Aufgaben -
a - Schreiben Sie aus dem Forenbeitrag zum Laden von Sounds in Java den Abschnitt ab, der mit den Worten „Liege ich richtig“ einsetzt und mit „Sounds in Java?“ schließt.
b - Welche Ausnahme wird laut der vollständigen Fehlermeldung im Forenbeitrag zum Laden von Sounds in Java im Thread „main“ ausgelöst?

Seitenauszug -
*****
Liege ich richtig in der Annahme, dass er die URL nicht richtig erkennt, deshalb dem InputStream ein "null" als URL übergegeben wird und er deshalb diese nicht abspielen kann? In der "Eclipse-API" steht zu getResource(...) _Returns: A URL object for reading the resource, or null if the resource could not be found or the invoker doesn't have adequate privileges to get the resource._, aber wieso kann er es nicht lesen? Die Datei exestiert wirklich unter dieser Direktion. Angemerkt, ich hatte das Problem auch Gestern beim Laden eines Bildes mittels einer URL, konnte es aber umgehen, durch Benutzung einer anderen Methode.

Könnt ihr mir helfen? Wo liegt der Fehler, bzw. was kann ich tun? Gibt es vielleicht eine andere bessere Lösung zum Laden von Sounds in Java?


Gruß Paul!


(Hier die komplette Fehlermeldung:
Exception in thread "main" java.lang.NullPointerException
	at com.sun.media.sound.StandardMidiFileReader.getSequence(Unknown Source)
*****
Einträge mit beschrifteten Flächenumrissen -
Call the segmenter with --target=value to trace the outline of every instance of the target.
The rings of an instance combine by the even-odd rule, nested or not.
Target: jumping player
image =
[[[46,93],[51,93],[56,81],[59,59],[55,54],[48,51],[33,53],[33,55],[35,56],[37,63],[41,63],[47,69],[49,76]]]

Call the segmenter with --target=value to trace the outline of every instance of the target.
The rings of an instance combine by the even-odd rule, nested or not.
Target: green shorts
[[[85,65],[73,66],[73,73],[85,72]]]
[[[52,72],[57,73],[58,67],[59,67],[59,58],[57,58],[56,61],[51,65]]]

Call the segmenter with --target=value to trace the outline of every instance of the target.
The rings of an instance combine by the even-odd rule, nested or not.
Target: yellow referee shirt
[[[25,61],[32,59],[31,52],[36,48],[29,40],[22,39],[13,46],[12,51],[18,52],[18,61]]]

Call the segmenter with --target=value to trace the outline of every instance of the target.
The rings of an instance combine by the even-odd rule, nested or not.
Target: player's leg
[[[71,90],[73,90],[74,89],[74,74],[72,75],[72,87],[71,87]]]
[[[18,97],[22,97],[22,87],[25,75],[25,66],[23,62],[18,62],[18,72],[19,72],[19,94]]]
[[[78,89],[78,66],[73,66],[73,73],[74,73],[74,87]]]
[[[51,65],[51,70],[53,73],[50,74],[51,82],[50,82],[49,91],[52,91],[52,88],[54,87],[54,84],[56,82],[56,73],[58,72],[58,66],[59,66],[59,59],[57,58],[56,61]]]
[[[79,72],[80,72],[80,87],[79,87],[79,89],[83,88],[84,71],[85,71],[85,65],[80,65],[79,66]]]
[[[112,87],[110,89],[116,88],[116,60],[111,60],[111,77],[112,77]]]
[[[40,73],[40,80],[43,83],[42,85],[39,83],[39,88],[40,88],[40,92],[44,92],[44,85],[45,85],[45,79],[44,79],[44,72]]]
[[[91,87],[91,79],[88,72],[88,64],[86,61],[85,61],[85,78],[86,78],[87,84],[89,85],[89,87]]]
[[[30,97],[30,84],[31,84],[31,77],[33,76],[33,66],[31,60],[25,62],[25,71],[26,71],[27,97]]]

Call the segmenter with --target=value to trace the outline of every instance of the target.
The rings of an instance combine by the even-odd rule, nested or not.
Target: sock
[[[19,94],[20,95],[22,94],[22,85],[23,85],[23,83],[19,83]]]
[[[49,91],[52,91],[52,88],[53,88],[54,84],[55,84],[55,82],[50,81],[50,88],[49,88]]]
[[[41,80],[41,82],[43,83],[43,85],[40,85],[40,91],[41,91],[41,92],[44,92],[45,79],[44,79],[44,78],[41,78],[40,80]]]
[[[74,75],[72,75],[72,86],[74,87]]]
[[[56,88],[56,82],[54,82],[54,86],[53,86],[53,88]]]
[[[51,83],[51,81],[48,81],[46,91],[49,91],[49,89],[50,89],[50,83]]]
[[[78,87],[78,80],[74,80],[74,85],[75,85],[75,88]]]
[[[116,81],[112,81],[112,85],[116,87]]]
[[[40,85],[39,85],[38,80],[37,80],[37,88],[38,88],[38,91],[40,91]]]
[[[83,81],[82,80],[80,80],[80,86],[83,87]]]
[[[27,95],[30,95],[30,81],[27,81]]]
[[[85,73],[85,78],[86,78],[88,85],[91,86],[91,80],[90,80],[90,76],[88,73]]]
*****
Lösungen nacheinander -
a -
Liege ich richtig in der Annahme, dass er die URL nicht richtig erkennt, deshalb dem InputStream ein "null" als URL übergegeben wird und er deshalb diese nicht abspielen kann? In der "Eclipse-API" steht zu getResource(...) _Returns: A URL object for reading the resource, or null if the resource could not be found or the invoker doesn't have adequate privileges to get the resource._, aber wieso kann er es nicht lesen? Die Datei exestiert wirklich unter dieser Direktion. Angemerkt, ich hatte das Problem auch Gestern beim Laden eines Bildes mittels einer URL, konnte es aber umgehen, durch Benutzung einer anderen Methode.

Könnt ihr mir helfen? Wo liegt der Fehler, bzw. was kann ich tun? Gibt es vielleicht eine andere bessere Lösung zum Laden von Sounds in Java?

b - Eine java.lang.NullPointerException.